Kitab Al-Ta-aruf li-Madzhabi Ahl Al-Tashawwuf
Karya Ibn Abi Ishaq
Muhammad ibn Ibrahim ibn Ya’qub Al-Bukhari AL-KALABADZI
Mereka berselisih paham mengenai sifat firman Tuhan.
Sebagian besar berpendapat bahwa firman Tuhan merupakan suatu sifat Tuhan yang
abadi yang maujud dalam esendi-Nya, yang tidak sama dengan pembicaraan
makhluk-makhluk; dan bahwa firman itu tidak mengandung sifat esensial
(ma’iyah), seperti juga esensi-Nya tidak mengandung sifat esesial itu, kecuali
hanya untuk menegaskan. Salah seorang dari mereka telah berkata : “Firman Tuhan
terdiri atas perintah, larangan, keterangan, janji (harapan) dan ancaman. Tuhan
itu selamanya memerintah, melarang, memberi keterangan, memberi harapan,
mengancam, memuji dan menyalahkan. Oleh sebab itu, karena kamu telah diciptakan
dan karena akalmu telah matang, bertindaklah menurut peraturan tersebut; sebab
kamu akan disalahkan karena ketidakpatuhanmu dan diberi pahala karena
kepatuhanmu (dan semua ini telah ditakdirkan) ketika kamu diciptakan. Sebab
dengan cara yang sama kita diperintah dan dipanggil (oleh Tuhan) lewat
Al-Qur’an yang diwahyukan kepada Nabi, jauh sebelum kita diciptakan atau
maujud.”
Sebagian besar mereka mengakui bahwa firman Tuhan
tidak terdiri dari tulisan, suara atau ejaan, melainkan bahwa tulisan, suara
dan ejaan tersebut merupakan tanda-tanda dari firman-Nya dan bahwa ketiganya
memiliki alat-alat dan anggota-anggota sendiri; anak lidah, bibir dan lidah.

◆ **DATA YANG DISEDIAKAN**
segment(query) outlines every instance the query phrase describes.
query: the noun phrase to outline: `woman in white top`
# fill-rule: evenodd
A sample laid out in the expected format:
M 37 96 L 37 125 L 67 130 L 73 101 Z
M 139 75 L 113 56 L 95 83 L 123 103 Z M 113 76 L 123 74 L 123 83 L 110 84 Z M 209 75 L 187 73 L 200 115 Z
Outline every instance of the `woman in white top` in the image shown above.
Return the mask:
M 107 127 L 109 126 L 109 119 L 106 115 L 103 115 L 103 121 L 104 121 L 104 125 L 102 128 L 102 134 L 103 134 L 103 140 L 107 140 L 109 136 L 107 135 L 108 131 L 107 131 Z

◆ **TUGAS YANG DIKERJAKAN**
A. Ringkaslah paragraf dalam kutipan sumber yang diawali dengan "Sebagian besar mereka mengakui" menjadi satu kalimat yang lebih singkat, tetapi fakta utamanya tetap dipertahankan.
B. Sajikan seluruh baris pada entri di atas sebagai daftar JSON berisi string, satu string untuk setiap baris, tanpa menyertakan baris kosong.

◆ **HASIL SECARA BERURUTAN**
A. Sebagian besar mereka mengakui bahwa firman Tuhan tidak terdiri dari tulisan, suara, atau ejaan; ketiganya hanyalah tanda-tanda firman-Nya dan memiliki alat serta anggota sendiri, yaitu anak lidah, bibir, dan lidah.

B.
[
  "segment(query) outlines every instance the query phrase describes.",
  "query: the noun phrase to outline: `woman in white top`",
  "# fill-rule: evenodd",
  "A sample laid out in the expected format:",
  "M 37 96 L 37 125 L 67 130 L 73 101 Z",
  "M 139 75 L 113 56 L 95 83 L 123 103 Z M 113 76 L 123 74 L 123 83 L 110 84 Z M 209 75 L 187 73 L 200 115 Z",
  "Outline every instance of the `woman in white top` in the image shown above.",
  "Return the mask:",
  "M 107 127 L 109 126 L 109 119 L 106 115 L 103 115 L 103 121 L 104 121 L 104 125 L 102 128 L 102 134 L 103 134 L 103 140 L 107 140 L 109 136 L 107 135 L 108 131 L 107 131 Z"
]